Securing disenfranchisement through violence and isolation: the case of Georgians/Mingrelians in the district of Gali

Pages 245-262 | Published online: 24 May 2016
 

Abstract

This article explores the functions of the high levels of violence, insecurity and isolation that have characterised the Gali district of Abkhazia since the end of the 1992–1993 Abkhaz War. It traces their trajectories in a 20-year timeframe, explaining the demographic and economic peculiarities of the case. It argues that violence and isolation were used to deepen the economic, social and political disenfranchisement of the Georgian/Mingrelian population within Abkhazia, which in turn served wider economic and political goals.

Notes

1. The appellation of the CFL reflects the dispute over the status of Abkhazia. Abkhaz consider it as its border with Georgia, while Georgia considers it as an internal administrative boundary and calls it the Administrative Boundary Line.

### Supplied records
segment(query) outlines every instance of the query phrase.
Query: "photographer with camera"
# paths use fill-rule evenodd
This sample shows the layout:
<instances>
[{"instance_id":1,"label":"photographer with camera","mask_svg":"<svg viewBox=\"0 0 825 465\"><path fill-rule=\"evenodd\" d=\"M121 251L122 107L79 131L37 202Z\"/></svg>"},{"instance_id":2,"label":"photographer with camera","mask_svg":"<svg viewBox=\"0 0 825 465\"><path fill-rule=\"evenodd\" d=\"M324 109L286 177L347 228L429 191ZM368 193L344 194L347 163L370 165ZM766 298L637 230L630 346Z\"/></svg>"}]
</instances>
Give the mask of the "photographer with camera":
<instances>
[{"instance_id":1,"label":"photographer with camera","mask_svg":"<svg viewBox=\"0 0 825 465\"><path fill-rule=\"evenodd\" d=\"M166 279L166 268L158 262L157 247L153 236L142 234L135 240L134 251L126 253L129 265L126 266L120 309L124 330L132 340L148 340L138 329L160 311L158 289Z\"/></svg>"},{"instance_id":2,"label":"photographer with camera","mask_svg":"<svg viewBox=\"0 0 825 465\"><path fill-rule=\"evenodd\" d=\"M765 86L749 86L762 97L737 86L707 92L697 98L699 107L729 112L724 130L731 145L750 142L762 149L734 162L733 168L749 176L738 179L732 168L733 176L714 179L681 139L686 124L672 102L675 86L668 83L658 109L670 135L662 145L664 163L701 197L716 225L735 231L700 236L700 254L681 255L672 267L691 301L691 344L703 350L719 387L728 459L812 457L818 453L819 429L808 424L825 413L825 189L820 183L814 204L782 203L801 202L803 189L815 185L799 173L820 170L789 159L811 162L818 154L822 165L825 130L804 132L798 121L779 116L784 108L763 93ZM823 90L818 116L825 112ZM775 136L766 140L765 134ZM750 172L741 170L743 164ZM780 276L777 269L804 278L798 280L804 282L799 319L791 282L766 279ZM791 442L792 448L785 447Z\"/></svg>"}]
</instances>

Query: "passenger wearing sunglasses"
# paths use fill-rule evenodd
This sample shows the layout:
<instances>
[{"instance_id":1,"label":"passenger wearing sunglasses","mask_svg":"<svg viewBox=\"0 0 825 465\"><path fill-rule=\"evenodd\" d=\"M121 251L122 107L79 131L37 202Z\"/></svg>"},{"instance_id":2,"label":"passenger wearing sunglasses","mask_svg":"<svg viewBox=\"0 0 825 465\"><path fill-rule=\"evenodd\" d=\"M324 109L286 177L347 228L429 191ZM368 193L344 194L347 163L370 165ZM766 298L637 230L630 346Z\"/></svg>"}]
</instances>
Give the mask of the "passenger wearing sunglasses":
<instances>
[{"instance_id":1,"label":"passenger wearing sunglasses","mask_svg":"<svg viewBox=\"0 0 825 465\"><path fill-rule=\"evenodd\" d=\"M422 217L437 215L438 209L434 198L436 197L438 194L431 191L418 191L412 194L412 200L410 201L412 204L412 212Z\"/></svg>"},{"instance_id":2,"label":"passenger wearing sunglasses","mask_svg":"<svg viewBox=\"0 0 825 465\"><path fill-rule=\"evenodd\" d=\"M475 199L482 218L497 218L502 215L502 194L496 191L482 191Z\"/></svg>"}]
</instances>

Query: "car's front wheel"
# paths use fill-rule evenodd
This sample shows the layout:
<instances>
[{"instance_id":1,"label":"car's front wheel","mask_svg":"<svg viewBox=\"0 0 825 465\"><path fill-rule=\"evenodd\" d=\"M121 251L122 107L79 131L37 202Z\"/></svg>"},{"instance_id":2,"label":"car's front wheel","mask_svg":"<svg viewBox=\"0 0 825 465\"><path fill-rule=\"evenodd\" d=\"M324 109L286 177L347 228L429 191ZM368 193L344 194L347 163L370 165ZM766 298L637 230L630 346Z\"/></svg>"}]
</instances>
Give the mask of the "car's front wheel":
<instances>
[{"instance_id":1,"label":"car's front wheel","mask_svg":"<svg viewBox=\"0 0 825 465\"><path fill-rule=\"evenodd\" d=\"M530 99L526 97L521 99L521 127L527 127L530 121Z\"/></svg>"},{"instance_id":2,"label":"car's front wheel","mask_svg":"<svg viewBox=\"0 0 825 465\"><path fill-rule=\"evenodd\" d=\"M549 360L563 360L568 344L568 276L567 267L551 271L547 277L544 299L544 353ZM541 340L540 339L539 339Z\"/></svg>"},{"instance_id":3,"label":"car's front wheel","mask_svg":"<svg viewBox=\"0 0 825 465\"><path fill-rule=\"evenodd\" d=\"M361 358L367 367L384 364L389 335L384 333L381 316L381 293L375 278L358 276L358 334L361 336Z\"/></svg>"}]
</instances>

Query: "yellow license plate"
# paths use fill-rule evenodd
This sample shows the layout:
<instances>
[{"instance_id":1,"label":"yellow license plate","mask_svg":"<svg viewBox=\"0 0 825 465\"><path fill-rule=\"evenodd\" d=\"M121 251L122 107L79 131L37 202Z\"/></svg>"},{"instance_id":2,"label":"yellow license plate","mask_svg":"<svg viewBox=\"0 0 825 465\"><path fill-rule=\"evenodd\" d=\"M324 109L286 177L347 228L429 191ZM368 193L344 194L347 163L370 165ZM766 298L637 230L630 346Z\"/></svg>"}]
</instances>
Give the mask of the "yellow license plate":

### Requirements
a) According to the excerpt on the Gali district, what does Georgia call the CFL?
b) Please report each line of the listing that contains the string "Give". Case counts.

### The answers
a) The Administrative Boundary Line.

b)
Give the mask of the "photographer with camera":
Give the mask of the "passenger wearing sunglasses":
Give the mask of the "car's front wheel":
Give the mask of the "yellow license plate":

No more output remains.